++++ Raw data
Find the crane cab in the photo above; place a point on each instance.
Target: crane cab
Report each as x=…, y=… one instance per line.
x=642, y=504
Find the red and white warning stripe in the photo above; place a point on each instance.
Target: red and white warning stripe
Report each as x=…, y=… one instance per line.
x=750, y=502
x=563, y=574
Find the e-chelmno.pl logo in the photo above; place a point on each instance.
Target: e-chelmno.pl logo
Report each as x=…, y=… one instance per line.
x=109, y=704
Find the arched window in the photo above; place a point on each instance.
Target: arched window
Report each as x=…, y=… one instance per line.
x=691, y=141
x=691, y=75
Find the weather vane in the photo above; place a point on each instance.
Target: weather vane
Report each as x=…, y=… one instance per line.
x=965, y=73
++++++++
» **Problem to solve**:
Looking at the records above, how many of their lines carry the string "white"? Answer with the number and nothing else.

» **Your response**:
2